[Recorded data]
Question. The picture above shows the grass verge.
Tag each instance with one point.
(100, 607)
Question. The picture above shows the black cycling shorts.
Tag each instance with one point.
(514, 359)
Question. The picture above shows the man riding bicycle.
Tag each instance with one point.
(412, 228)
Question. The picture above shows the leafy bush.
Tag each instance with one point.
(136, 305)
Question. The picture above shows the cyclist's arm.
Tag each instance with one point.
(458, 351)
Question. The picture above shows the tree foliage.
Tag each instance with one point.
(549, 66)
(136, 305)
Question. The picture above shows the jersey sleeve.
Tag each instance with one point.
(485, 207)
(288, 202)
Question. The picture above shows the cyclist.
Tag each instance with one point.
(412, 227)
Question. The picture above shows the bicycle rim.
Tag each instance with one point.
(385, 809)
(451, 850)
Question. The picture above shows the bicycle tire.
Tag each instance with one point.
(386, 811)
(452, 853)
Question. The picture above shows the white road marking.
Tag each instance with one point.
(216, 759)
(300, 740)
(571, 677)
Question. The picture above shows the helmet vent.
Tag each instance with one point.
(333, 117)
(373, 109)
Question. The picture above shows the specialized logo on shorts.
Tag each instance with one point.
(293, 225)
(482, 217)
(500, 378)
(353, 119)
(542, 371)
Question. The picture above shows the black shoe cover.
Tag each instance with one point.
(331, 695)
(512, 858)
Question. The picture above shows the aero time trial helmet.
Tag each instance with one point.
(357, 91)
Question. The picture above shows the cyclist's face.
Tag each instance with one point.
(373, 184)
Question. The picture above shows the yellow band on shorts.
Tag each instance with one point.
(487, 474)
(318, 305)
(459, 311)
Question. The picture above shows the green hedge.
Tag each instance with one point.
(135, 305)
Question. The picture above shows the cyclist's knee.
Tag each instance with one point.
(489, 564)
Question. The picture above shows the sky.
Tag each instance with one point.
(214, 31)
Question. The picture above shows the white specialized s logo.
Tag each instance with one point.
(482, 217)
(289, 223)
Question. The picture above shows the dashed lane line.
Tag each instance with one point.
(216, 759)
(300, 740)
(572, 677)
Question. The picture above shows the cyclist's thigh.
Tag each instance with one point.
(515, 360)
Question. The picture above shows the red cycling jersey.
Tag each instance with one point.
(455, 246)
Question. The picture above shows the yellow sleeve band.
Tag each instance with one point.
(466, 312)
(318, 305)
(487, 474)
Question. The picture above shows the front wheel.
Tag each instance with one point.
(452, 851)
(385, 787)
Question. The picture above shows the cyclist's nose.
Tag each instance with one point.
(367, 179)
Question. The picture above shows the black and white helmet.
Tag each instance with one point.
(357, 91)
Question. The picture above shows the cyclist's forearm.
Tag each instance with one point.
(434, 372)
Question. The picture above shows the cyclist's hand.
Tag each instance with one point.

▶ Set problem:
Copy word for word the lines from the one containing "Question. The picture above shows the yellow band" through the end of the items, both ends included.

▶ Task answer:
Question. The picture above shows the yellow band on shorts.
Tag each instance with one point.
(487, 474)
(318, 305)
(459, 311)
Question. The picture above shows the green hedge.
Tag each instance with one point.
(135, 305)
Question. The picture above shows the cyclist's knee.
Tag each instance with one point.
(489, 564)
Question. The picture above shows the sky.
Tag each instance with one point.
(214, 31)
Question. The picture above shows the white specialized s logo.
Tag each instance with one point.
(482, 217)
(289, 223)
Question. The picture above shows the dashed lane line.
Tag each instance with one point.
(216, 759)
(300, 740)
(572, 677)
Question. The picture above shows the cyclist's thigh.
Tag each instance with one point.
(515, 360)
Question. The picture above shows the red cycling jersey.
Tag each instance with one point.
(455, 246)
Question. The picture above shows the yellow sleeve band.
Tag each instance with one point.
(466, 312)
(318, 305)
(487, 474)
Question. The picture above shows the front wheel.
Tag each instance with one point.
(452, 851)
(385, 787)
Question. The picture above shows the cyclist's nose.
Tag each instance with one point.
(367, 179)
Question. The picture above shows the black and white helmet.
Tag each instance with one point.
(357, 91)
Question. The picture above shows the cyclist's forearm.
Tag each instance with one point.
(434, 372)
Question. The picture above shows the cyclist's hand.
Tag each instance with one point.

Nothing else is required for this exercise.